▸ Instructions:
**a.** From the passage on anxiety and depression, return the part that opens with the words containing "Causes of Depression" and closes with "any given year.", copied word for word.
**b.** According to the passage on anxiety and depression, why will a good therapist want to rule out biological illnesses before making a final diagnosis?

▸ Document extract:
┌──
Anxiety & Depression


Two of the most common mental disorders affecting my clients are depression and anxiety. Each takes a toll on people’s lives in a multitude of ways – wreaking havoc on work career, family, health, and more. Depression can feel heavy, as if a person’s body and soul is covered with a cumbersome wet blanket. It can feel like empty hopelessness … some say it feels like hitting rock bottom, like there is nothing left. Over the years I’ve seen it hit some clients so hard that they haven’t been able to go to work or even answer the phone, and some have come close to losing their livelihood. Anxiety, though a different beast, is equally debilitating, and can cause a person to feel like he or she is “flipping out” or “losing it.” One client described it as “hitting the ceiling” of what she could tolerate, while another said he felt like he was “outside his body.” Many have told me they have obsessive thoughts, and/or felt an urge to run away or escape. Although anxiety can present in many forms, including extreme anxiousness, panic attacks and Obsessive Compulsive Disorder, it usually involves the feeling of fearfulness. If you’ve ever felt the “fight or flight” urge without the predictable stimulus like a car wreck or house fire, you have experienced anxiety.

It’s not unusual for clients to present with both depression and anxiety symptoms at the same time, and a trained therapist can help a person figure out what’s going on, and what to do about it. For example, many biological illnesses may have similar symptoms as depression or anxiety, and a good therapist will want to rule those out before making a final diagnosis. If it is depression or anxiety, the good news is that in most cases it is easily treatable, and there are a variety of ways to approach it that will likely fit what a person feels comfortable with. The most important thing is to get the help that you need by an experienced mental health professional. Untreated depression and anxiety can lead to more serious mental illness, and even suicide.

Causes of Depression

Having depression or anxiety (or both) is not caused by not being tough or strong enough, nor is it caused by not being able to “take it,” or due to any sort of weakness of character or lack of will. It is an illness that happens, much as the flu happens, and is nothing to be ashamed of. Many, many, people in the United States will experience depression or anxiety in their lifetime – an estimated 18.8 million Americans over age 18, or 10 percent of the adult population, will suffer from depression in a given year, and over their lifetime, about 20% or women and 10% of men will have clinical depression. Anxiety disorders are even more common, and as mentioned above, often co-exist with depression. Approximately 13% of people between the ages of 18 and 54 have an anxiety disorder in any given year.

Depression can be genetically passed down, or it can be caused by stressful situations in a person’s life. Even though a person may be genetically predisposed to depression, it does not mean that a person will get it. Likewise, people who are not genetically predisposed may also experience depression.
└──
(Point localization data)
┌──
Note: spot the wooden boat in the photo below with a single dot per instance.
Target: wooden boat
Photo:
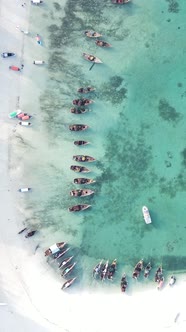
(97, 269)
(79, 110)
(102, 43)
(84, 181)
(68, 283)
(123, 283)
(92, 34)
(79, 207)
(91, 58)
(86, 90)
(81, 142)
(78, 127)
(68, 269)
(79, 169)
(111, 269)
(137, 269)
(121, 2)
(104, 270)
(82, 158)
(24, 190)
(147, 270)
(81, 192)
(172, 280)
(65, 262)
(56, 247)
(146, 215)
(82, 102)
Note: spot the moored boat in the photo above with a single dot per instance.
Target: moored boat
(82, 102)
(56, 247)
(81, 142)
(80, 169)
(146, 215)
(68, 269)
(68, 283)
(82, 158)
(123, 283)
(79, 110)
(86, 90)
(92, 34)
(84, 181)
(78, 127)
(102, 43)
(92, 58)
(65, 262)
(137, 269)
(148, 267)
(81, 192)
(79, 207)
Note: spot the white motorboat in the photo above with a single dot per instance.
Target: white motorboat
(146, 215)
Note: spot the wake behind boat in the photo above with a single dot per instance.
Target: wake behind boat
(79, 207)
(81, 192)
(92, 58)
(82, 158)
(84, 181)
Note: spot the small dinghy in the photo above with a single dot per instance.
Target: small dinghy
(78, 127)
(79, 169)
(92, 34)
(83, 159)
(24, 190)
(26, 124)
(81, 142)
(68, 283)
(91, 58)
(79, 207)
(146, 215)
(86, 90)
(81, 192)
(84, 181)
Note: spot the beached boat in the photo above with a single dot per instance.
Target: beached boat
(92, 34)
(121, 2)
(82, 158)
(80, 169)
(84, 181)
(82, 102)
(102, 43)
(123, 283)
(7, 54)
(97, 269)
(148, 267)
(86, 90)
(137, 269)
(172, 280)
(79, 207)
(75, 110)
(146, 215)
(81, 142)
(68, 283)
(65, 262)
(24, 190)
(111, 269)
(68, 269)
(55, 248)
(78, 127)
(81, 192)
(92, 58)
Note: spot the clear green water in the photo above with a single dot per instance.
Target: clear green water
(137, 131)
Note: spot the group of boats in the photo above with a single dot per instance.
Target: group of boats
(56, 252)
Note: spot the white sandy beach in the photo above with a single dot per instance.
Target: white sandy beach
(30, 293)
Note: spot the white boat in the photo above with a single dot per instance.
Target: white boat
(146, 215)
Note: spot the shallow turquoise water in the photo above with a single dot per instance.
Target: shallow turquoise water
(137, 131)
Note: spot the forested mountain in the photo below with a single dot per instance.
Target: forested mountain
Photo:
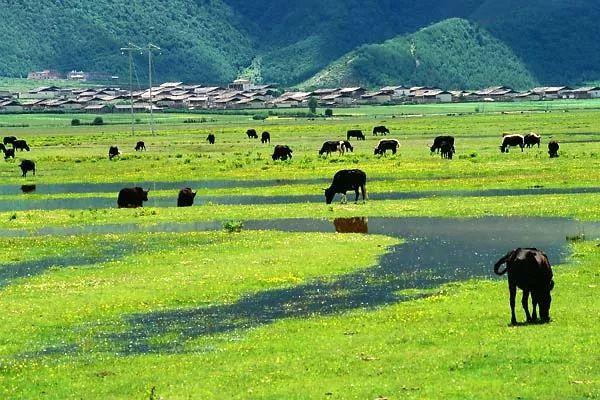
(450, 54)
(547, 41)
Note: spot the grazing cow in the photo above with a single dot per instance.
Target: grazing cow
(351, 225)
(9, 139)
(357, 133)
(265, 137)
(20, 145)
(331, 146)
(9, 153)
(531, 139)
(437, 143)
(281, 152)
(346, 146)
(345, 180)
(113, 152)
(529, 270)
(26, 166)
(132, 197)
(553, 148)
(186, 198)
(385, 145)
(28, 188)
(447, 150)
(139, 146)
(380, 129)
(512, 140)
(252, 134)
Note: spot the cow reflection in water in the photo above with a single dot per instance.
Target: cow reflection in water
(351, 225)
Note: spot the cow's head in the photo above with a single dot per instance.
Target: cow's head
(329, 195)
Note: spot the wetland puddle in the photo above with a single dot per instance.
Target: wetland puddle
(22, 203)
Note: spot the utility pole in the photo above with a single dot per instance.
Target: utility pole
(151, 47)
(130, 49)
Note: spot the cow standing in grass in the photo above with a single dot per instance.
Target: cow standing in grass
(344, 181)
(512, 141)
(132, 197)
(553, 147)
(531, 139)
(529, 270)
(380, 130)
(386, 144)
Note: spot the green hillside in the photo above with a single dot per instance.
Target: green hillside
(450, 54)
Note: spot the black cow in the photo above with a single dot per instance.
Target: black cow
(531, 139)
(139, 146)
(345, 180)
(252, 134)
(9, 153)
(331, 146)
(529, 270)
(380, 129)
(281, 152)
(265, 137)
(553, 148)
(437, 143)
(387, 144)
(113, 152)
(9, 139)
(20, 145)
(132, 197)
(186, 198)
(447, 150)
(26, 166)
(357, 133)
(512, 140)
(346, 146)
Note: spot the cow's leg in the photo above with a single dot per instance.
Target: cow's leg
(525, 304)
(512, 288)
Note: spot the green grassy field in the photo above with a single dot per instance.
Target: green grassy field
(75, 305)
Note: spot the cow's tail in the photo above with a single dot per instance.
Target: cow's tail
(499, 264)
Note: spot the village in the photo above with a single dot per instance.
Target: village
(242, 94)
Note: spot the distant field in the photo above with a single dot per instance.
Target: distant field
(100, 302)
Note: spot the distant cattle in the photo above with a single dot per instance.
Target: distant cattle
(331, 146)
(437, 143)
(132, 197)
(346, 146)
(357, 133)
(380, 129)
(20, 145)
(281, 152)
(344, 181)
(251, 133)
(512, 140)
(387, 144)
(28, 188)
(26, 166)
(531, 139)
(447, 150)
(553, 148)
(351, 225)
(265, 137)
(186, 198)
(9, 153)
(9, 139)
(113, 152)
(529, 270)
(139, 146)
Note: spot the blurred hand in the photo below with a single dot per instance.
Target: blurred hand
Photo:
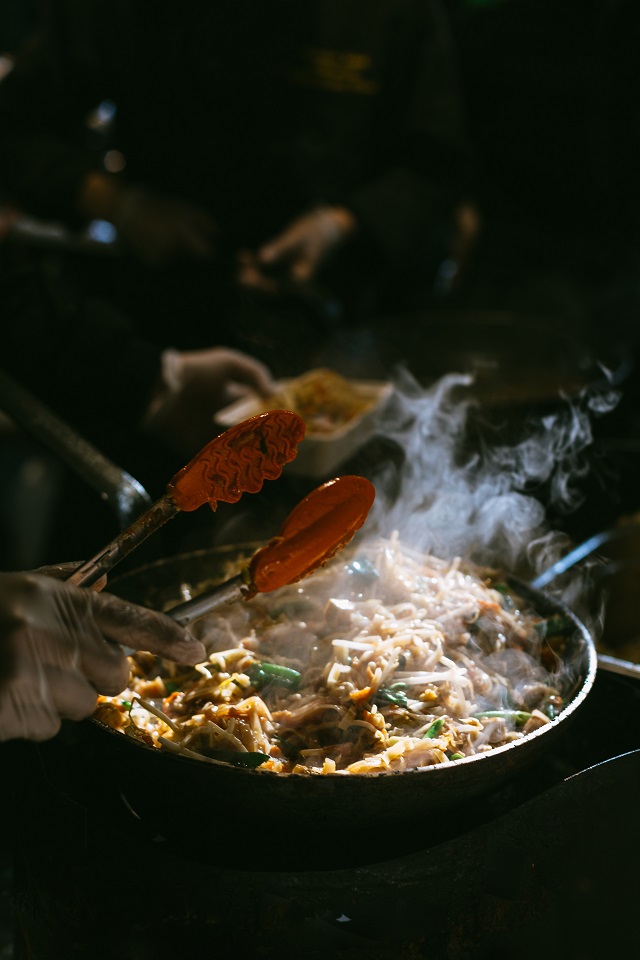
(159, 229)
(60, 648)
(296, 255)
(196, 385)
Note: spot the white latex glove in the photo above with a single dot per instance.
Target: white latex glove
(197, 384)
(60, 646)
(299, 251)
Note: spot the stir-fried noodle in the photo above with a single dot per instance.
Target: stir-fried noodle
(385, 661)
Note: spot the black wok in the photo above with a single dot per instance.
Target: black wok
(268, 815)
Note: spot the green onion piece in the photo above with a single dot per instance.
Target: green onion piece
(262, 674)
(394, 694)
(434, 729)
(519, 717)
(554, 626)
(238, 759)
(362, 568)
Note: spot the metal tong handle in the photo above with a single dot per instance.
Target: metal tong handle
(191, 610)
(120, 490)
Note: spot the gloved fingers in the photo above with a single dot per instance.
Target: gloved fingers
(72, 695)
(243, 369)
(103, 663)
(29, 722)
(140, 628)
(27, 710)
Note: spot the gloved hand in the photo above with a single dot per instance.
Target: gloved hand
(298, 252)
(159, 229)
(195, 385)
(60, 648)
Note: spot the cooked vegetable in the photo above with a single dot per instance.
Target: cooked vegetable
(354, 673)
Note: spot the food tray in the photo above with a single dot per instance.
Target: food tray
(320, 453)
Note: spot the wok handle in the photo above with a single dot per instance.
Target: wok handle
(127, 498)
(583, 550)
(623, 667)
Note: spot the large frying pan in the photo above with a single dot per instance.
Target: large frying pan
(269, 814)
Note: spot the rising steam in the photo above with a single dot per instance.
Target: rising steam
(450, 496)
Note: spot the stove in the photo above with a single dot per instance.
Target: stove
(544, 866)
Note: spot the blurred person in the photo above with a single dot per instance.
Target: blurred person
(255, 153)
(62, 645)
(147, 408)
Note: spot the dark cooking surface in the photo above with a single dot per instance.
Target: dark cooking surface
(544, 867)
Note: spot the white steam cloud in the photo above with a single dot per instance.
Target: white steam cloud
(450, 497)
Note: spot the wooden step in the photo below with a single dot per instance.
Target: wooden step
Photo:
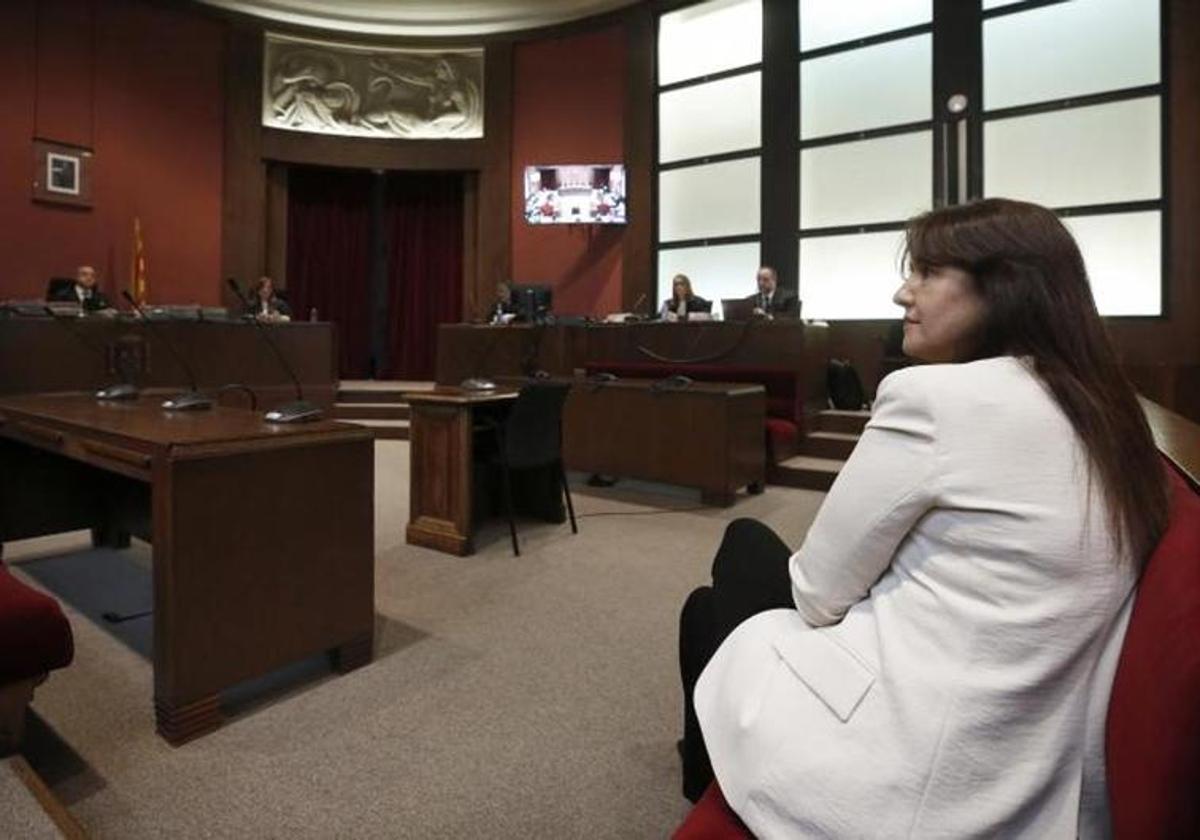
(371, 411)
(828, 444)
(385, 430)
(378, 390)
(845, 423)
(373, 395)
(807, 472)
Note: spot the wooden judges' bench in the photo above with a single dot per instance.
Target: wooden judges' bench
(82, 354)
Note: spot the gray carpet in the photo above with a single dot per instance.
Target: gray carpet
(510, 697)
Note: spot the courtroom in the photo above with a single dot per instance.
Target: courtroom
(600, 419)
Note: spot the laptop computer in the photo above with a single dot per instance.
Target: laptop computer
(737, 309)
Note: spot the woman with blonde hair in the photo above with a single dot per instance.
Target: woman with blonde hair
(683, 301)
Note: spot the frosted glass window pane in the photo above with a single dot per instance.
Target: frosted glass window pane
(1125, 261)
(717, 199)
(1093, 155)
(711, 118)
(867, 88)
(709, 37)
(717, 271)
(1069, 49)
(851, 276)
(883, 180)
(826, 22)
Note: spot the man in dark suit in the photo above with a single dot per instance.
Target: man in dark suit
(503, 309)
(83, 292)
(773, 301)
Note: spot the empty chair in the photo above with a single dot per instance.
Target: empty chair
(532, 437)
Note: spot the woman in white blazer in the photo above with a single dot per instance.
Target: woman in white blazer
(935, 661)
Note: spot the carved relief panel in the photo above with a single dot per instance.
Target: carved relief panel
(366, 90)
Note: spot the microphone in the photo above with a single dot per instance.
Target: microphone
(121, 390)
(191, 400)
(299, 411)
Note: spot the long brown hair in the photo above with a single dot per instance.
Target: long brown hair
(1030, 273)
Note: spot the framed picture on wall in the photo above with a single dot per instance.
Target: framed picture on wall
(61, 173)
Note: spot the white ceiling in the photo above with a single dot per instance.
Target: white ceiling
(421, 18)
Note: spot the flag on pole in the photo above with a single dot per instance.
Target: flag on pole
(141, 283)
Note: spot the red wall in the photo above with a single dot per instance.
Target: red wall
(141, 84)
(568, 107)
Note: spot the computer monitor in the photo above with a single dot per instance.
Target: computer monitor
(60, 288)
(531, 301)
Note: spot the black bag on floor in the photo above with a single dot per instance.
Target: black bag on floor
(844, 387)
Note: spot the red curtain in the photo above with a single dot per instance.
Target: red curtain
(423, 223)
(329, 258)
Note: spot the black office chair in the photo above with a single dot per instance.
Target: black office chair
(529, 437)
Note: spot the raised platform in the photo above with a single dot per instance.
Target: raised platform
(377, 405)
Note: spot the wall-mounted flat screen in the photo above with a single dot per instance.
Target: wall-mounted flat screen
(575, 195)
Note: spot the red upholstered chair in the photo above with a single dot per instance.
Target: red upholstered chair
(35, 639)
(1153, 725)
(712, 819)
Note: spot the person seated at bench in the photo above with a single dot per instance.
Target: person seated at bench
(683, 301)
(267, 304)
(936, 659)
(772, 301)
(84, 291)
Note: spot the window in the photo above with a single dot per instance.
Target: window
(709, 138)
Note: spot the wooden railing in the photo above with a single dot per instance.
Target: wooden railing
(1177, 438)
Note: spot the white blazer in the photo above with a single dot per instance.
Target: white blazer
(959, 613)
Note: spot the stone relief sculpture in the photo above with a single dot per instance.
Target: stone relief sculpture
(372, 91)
└──
▸ Answer list:
**a.**
Causes of Depression

Having depression or anxiety (or both) is not caused by not being tough or strong enough, nor is it caused by not being able to “take it,” or due to any sort of weakness of character or lack of will. It is an illness that happens, much as the flu happens, and is nothing to be ashamed of. Many, many, people in the United States will experience depression or anxiety in their lifetime – an estimated 18.8 million Americans over age 18, or 10 percent of the adult population, will suffer from depression in a given year, and over their lifetime, about 20% or women and 10% of men will have clinical depression. Anxiety disorders are even more common, and as mentioned above, often co-exist with depression. Approximately 13% of people between the ages of 18 and 54 have an anxiety disorder in any given year.

**b.** Many biological illnesses may have symptoms similar to those of depression or anxiety, so a good therapist wants to rule them out before reaching a final diagnosis.